FRAGMENTO:
>>

El Barsa es demasiada cosa para este planeta pulverizado por las guerras y combates de todos los tamaños en que la adicción por el poder supera todas las adicciones que podamos conocer, producto de la vocación del hombre por el placer, porque en este caso, el placer pasa por el cuidado del cuerpo, por su preservación y potenciamiento para correr y desplazarse, para jugar y divertirse. ¿Qué mensaje de paz y concordia más poderoso en estos tiempos descarnados, podría equipararse al que nos envían sistematicamente los blaugranas, rindiendo siempre a la altura de su preparación y de su incondicional devoción por la pelota?
Lo de Barcelona pasa por la insoportable lucidez de Guardiola, el incontrolable talento de Messi y la conciencia colectiva de un puñado de futbolistas que nos devuelven a las raíces: Jugar es tocar, jugar es amagar, jugar es gambetear, jugar es asistir o hacer pase-gol, jugar es ir hacia atrás para intentar cuantas veces sea necesario, desde la línea de fondo comenzar una nueva jugada en el que la entrega de la pelota pueda ser tan vistosa y vitoreada como la traslación obsesiva y alocada de cualquier individualista.

<<

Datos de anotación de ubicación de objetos

>>

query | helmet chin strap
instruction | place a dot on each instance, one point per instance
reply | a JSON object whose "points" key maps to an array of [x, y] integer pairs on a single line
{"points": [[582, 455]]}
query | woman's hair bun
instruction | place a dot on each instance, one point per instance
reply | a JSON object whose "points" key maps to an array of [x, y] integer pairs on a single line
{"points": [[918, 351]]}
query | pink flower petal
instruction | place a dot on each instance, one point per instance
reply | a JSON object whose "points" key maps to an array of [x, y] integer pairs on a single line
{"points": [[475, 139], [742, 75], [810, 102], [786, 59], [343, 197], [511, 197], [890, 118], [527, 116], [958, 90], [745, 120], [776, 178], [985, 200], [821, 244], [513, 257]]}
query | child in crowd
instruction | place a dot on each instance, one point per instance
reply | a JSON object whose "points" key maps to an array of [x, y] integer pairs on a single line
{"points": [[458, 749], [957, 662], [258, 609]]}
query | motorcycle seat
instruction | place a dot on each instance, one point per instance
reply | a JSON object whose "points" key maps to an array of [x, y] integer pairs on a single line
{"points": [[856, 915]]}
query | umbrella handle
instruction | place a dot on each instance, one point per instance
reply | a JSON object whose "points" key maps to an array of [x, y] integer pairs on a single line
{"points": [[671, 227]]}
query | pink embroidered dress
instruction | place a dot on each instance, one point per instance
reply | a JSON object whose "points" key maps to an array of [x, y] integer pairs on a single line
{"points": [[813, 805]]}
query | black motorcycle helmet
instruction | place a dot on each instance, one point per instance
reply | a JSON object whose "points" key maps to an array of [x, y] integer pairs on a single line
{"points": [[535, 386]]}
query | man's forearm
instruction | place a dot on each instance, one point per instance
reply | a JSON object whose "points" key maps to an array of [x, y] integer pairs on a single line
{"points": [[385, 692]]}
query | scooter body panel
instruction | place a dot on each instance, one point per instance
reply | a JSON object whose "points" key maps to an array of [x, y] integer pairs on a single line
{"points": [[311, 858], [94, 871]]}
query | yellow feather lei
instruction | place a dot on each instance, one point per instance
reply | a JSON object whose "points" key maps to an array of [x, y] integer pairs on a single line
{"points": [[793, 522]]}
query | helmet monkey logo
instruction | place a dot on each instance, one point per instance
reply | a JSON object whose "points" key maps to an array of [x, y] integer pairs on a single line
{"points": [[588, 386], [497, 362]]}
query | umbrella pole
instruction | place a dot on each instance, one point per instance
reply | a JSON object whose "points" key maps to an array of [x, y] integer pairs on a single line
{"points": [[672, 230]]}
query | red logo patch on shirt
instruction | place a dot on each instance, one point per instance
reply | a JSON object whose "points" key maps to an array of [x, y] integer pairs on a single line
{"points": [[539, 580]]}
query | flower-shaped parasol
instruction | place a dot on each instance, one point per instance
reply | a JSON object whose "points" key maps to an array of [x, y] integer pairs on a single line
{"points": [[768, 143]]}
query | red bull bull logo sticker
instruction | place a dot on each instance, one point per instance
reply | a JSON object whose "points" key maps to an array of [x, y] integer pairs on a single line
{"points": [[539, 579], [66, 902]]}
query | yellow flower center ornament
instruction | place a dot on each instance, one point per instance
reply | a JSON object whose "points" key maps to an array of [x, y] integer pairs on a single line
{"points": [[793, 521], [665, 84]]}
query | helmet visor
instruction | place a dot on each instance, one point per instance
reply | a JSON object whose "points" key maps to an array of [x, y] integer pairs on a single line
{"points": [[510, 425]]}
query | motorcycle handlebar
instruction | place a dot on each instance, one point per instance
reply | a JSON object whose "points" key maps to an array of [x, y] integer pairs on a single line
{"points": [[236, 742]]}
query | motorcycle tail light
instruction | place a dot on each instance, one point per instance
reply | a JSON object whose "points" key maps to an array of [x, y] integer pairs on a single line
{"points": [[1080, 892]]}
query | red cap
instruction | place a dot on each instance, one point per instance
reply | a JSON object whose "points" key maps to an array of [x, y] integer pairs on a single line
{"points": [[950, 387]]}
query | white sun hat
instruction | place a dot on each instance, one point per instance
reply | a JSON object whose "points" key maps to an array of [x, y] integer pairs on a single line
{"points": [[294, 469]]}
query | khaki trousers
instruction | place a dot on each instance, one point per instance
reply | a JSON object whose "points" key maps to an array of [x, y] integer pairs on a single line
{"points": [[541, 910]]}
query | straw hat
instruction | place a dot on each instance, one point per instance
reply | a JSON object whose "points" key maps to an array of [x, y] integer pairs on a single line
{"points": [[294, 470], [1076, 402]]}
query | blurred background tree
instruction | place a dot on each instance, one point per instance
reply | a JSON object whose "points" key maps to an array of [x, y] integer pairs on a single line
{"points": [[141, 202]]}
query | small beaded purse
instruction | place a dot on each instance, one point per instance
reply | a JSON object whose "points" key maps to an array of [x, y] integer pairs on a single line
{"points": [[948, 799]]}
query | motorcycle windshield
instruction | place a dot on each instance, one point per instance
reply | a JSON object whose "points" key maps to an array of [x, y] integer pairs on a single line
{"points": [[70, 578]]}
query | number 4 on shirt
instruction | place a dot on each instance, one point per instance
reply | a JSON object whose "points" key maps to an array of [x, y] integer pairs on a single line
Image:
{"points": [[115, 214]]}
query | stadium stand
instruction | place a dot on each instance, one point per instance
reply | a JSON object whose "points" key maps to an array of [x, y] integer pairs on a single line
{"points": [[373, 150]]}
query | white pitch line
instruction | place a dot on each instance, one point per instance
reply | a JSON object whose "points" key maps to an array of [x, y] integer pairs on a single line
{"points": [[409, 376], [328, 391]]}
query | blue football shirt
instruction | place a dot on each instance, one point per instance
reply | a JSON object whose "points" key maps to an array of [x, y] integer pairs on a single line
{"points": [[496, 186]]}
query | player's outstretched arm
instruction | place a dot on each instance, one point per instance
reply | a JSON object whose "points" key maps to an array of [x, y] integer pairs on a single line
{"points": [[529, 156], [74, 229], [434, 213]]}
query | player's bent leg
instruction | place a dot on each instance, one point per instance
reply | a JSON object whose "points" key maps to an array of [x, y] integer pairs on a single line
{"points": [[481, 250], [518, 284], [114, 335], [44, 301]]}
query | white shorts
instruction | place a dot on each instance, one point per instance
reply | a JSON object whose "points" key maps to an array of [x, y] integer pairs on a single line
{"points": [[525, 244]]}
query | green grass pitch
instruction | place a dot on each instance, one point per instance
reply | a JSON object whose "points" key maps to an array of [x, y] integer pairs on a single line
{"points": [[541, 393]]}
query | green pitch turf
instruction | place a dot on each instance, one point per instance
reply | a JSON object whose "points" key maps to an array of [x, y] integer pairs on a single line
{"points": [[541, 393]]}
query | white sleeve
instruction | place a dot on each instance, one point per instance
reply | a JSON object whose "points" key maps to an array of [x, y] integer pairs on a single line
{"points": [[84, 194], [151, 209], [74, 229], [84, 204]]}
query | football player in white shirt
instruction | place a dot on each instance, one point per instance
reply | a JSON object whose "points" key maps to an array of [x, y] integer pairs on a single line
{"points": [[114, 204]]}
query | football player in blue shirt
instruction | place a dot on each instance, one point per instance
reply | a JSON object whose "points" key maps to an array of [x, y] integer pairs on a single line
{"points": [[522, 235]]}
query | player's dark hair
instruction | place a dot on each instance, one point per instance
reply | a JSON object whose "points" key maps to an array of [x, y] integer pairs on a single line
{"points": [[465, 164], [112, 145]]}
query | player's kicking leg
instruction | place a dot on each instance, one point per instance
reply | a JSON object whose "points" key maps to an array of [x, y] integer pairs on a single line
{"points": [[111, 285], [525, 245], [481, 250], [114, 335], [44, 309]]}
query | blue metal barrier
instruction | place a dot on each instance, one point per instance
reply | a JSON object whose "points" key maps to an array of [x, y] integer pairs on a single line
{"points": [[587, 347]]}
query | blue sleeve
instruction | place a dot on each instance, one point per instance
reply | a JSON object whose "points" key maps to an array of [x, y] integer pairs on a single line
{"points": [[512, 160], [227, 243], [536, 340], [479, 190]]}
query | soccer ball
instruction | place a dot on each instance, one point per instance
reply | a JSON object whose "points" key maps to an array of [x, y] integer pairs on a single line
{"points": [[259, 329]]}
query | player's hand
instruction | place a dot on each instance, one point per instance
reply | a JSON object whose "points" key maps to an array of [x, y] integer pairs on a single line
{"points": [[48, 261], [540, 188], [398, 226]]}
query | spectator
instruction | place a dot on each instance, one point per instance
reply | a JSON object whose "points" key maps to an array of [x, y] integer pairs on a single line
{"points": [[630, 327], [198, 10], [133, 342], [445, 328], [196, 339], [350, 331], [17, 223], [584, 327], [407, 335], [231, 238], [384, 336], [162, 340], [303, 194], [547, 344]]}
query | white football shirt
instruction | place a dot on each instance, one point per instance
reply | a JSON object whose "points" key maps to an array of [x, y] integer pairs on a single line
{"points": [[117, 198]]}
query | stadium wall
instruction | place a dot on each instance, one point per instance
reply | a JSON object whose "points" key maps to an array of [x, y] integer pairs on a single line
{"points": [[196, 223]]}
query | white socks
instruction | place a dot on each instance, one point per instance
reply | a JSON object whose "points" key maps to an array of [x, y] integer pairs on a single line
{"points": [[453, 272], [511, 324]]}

<<

¿Podrías prolongar el fragmento sobre el juego del Barcelona desde el punto en que se detiene? Los ítems no intervienen para nada en esto.

RESULTADO:
El Barcelona, en gran medida construído desde la cultura de propuesta ofensiva instalada por Johan Cruyff como jugador y técnico, rinde tributo a esa certeza ahora sí indiscutible de que jugar bien, jugar lindo, jugar bonito, jugar vistoso está indisolublemente adherido al objetivo de ganar. Jugar bien y ganar, nos lo ha demostrado nuevamente este grandioso equipo, tienen que ser la misma cosa y no como durante más de treinta años quisieron separar maliciosa y utilitariamente los amantes de la fealdad y la pura eficacia.